Link Download

Jumat, 10 Desember 2010

Malam yang Seksi

"Emang yang di FB itu puisi abang, ya?"

Eih, dia ngajakin aku ngobrol. Berbunga-bunga hatiku. Dia mirip Hanil, temanku di Aceh. Ah, tapi jenis kelaminnya kan perempuan. Sejelek apapun perempuan, ya tetap perempuan.

Bayangkan kalau semua manusia dimatikan semua, kecuali kamu dan seorang perempuan di ujung dunia satunya lagi, perempuan paling jelek di muka bumi, tetap hidup. Kamu pasti lebih memilih hidup sendiri saja meskipun Tuhan memandatkan kamu mencarinya untuk agar melahirkan manusia-manusia lag,i agar ada lagi peradaban, apa lagi setelah kau mengetahui dia wanita paling jelek. Kamu pasti tidak mau repot-repot mencarinya. Ah, kamu pasti tidak mau seperti Adam.

→ **TUJUAN TUGAS**:
#1 Jawablah pertanyaan berikut berdasarkan cerita Malam yang Seksi.
(a) Tanggal berapa yang tercantum di atas judul cerita itu?
(b) Lawan bicara narator disebut mirip dengan siapa, dan di mana orang itu berada?
(c) Menurut cerita itu, "kamu" pasti tidak mau menjadi seperti siapa?
#2 Tuliskan lanjutan cerita Malam yang Seksi, dimulai tepat setelah kalimat terakhirnya.

→ **DAFTAR DATA**:
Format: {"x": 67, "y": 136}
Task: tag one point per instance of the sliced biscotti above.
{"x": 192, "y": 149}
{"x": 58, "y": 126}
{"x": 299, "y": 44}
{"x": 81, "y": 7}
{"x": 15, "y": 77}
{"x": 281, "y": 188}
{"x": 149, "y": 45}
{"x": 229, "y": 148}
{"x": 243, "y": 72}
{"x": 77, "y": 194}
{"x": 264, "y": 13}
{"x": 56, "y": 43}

→ **HASIL TUGAS**:
#1
(a) Jumat, 10 Desember 2010.
(b) Hanil, teman narator di Aceh.
(c) Adam.

#2
Namun kerinduanmu akan manusia yang banyak, sebuah masyarakat, sebuah peribadatan atau sebuah kejahatan massal akan memotifasimu mencarinya. Kamu ingin melihat lagi perampokan, orang-orang dalam jumlah besar naik haji. Maka kau putuskan mencari wanita jelek itu, setidaknya untuk melanjutkan peradaban dan meneruskan kembali sejarah. Stelah menjumpainya, pasti dia adalah wanita paling cantik saat itu.

Setidaknya Eka Setiawati punya suara syahdu, bibir tipis.

"Lihat saja wajahnya secara seksama. Hitam" Kata Komandan.

"Ah, hitam manis" otakku membantah.

"Pendek"

"Ah, tidak pendek-pendek amat"

"Tembem"

"Aih, lesung pipit"

"Boneng"

Komandan terlalu memprofokasi.

"Eka, abaikan Komandan kita. Kita akan hidup berdua selamanya di sebuah pulau. Kita berdua saja" Untunglah dia tidak mendengar otakku yang ngeres itu.

"Jadi bener yang di FB itu karya abang sendiri". Eka mengejutkanku dari lamunan.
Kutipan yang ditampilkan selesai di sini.